*** Records shown ***

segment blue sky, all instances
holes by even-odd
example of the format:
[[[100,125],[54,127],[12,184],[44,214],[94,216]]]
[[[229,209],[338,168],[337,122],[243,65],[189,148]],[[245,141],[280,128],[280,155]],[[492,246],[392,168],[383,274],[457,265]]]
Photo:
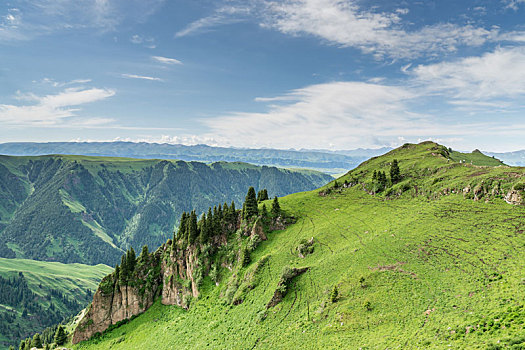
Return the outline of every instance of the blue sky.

*** End of Records shown ***

[Problem requirements]:
All pictures must be left out. Reproduce exactly the lines from the one containing "[[[100,125],[54,127],[12,184],[44,214],[94,216]]]" to the final line of the entries.

[Completed exercise]:
[[[100,125],[54,127],[12,184],[44,214],[94,216]]]
[[[229,209],[338,168],[337,122],[243,65],[189,148]],[[245,141],[280,128],[280,155]],[[492,246],[392,168],[383,274],[457,265]]]
Photo:
Return the outline of every instance of the blue sky.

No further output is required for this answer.